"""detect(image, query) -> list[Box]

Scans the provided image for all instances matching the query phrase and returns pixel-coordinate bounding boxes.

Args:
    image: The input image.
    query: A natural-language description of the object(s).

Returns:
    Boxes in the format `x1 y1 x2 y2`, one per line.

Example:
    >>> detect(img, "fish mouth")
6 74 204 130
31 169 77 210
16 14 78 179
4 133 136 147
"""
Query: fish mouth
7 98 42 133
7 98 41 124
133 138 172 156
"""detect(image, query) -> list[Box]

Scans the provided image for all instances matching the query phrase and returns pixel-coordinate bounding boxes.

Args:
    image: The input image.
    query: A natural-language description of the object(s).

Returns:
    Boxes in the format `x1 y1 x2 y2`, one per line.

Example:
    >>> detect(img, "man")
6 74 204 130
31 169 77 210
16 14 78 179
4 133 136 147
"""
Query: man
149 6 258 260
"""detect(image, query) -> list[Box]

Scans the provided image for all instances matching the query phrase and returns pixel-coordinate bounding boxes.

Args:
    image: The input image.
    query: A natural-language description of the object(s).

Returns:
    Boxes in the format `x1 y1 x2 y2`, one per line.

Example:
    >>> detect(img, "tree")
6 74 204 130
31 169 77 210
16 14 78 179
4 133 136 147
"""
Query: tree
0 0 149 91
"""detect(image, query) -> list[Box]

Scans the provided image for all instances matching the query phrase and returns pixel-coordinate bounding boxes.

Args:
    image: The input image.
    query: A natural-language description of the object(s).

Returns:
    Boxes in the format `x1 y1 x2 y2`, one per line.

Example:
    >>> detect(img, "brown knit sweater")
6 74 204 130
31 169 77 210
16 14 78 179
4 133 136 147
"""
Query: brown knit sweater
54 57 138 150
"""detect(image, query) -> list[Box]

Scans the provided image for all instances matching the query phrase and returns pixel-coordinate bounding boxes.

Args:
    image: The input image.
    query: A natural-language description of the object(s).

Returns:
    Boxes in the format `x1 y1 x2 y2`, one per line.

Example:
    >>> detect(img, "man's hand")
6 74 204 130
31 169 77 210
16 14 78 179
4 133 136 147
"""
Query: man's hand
● ● ● ● ●
Try it> Word for word, repeat each entry from the listing above.

Exercise solution>
"""detect(image, query) -> list[Box]

Scans the provided image for all instances matching the query phrase and returns pixel-coordinate bounding boxes.

Args:
    image: The input image.
    query: A natural-language description of the object(s).

Returns:
    Boxes in the format `x1 y1 x2 y2`, one per line.

Example:
    >>> detect(img, "fish mouth")
6 74 204 130
31 169 77 210
16 14 78 179
4 133 136 147
"""
Query: fish mouth
7 98 42 133
7 98 41 124
133 138 172 156
"""detect(image, query) -> list[Box]

Scans the provided image for all instances matching the query phrase and returns pixel-coordinate bounding boxes.

Args:
    image: The input image.
    query: A natural-language description of the object(s).

Returns:
    Boxes in the format `x1 y1 x2 y2`, one per line.

Example:
    >>> detect(img, "man")
6 74 204 130
31 169 77 210
16 14 78 179
4 133 136 147
"""
Query: man
149 6 258 260
"""detect(image, query) -> list[Box]

Scans the provided image for all instances matching the query phrase and returns pixel-coordinate bounding boxes.

Args:
    image: The input image.
    query: A natural-language description of the object(s).

Returns:
    Boxes in the format `x1 y1 x2 y2`, one per line.

Example:
    >>> detect(img, "tree")
6 74 204 130
31 169 77 210
16 14 78 179
4 133 136 147
"""
Query: tree
0 0 149 91
"""detect(image, query) -> list[Box]

Scans the provided image for all instances matching the query phrase and returns pixel-coordinate bounding boxes.

Args:
    image: The input image.
    query: A natural-language description of the object(s).

Returns:
    Boxes in the format `x1 y1 x2 y2`, one per line.

Example:
    >>> detect(img, "brown knit sweater")
6 74 204 130
31 169 77 210
16 14 78 179
4 133 136 147
"""
Query: brown knit sweater
54 57 138 150
"""detect(image, query) -> list[Box]

Scans the provided image for all instances matching the query phrase and returns pixel-coordinate bounding boxes.

Args:
    image: The input image.
    query: A natural-language description of the object(s).

Returns:
    Boxes in the format `x1 y1 x2 y2`, one per line.

Example:
    >>> detect(img, "man's hand")
6 74 204 130
31 169 77 210
16 14 78 179
4 133 136 147
"""
Query: man's hand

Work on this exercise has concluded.